Exercise brief:
Please reproduce all of the entries below word for word, leaving the pictures out.

Dataset items

.....

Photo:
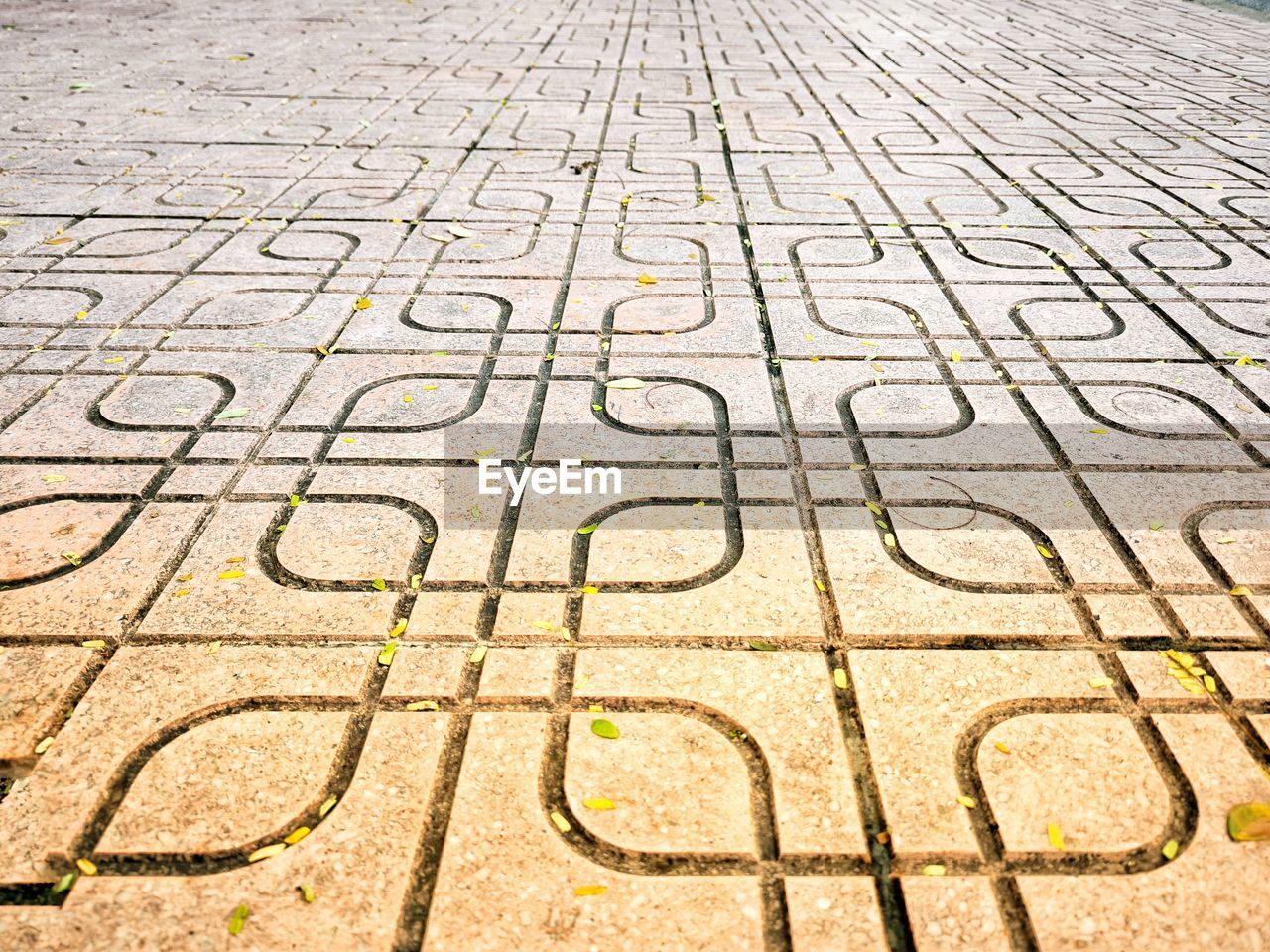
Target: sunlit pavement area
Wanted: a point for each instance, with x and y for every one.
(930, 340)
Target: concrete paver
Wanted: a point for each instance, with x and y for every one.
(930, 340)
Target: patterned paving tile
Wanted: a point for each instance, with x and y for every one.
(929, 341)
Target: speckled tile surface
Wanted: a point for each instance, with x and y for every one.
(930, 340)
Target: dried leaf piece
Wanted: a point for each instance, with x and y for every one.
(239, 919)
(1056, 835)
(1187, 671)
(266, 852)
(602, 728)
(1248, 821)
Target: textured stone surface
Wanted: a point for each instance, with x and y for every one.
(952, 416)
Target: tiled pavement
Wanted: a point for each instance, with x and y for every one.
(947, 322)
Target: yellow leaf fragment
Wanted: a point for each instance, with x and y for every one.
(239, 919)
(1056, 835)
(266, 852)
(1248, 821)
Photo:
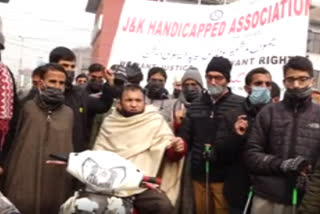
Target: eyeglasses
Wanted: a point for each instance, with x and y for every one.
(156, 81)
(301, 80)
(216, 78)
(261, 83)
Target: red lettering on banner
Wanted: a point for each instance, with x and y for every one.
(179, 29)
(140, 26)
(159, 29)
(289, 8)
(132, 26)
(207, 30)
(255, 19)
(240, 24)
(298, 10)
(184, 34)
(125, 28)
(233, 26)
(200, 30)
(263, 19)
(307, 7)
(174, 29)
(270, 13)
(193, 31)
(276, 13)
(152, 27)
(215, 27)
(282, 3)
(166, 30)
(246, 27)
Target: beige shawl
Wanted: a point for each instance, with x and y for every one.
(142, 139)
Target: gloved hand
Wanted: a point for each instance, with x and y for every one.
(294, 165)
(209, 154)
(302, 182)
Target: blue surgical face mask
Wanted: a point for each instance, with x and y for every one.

.....

The answer:
Photo:
Target: sunlit pavement area
Wanted: a point for each instance, with x and y for every one.
(930, 340)
Target: concrete paver
Wanted: a point for each instance, with x and y for every one.
(930, 340)
Target: patterned paving tile
Wanted: a point for each instance, with x and y for every one.
(929, 341)
Target: speckled tile surface
Wanted: a point for each instance, with x and y for every one.
(930, 340)
Target: dried leaf piece
Wanted: a point for each instance, with x and y for every one.
(239, 919)
(1056, 835)
(1187, 671)
(266, 852)
(602, 728)
(1248, 821)
Target: textured stone surface
Wanted: a point for each instance, with x and y for every one.
(952, 416)
Target: tiled pavement
Wanted: a point for each instance, with x and y for every one.
(947, 322)
Target: yellow leaf fragment
Wanted: a point for each instance, with x and y for every one.
(239, 919)
(1056, 835)
(266, 852)
(1248, 821)
Photo:
Target: eyeglasses
Wanted: a point for each instance, with x and y for every one.
(156, 81)
(301, 80)
(216, 78)
(261, 83)
Target: red lettering on banner
Wanted: a point for each instance, with x and y for every one.
(179, 29)
(140, 26)
(159, 29)
(289, 8)
(132, 26)
(207, 30)
(255, 19)
(240, 24)
(298, 10)
(184, 34)
(125, 28)
(233, 26)
(200, 30)
(263, 19)
(307, 7)
(174, 29)
(270, 13)
(193, 31)
(276, 13)
(152, 27)
(215, 27)
(282, 3)
(166, 30)
(246, 27)
Target: beige shawl
Wanted: a point for each instance, with x and y for every one.
(142, 139)
Target: gloved hand
Wanted: a point for each instance, with x and y for every one.
(294, 165)
(209, 154)
(302, 182)
Target: blue surgical face mask
Wanted: a point for each instance, with x and y for every one.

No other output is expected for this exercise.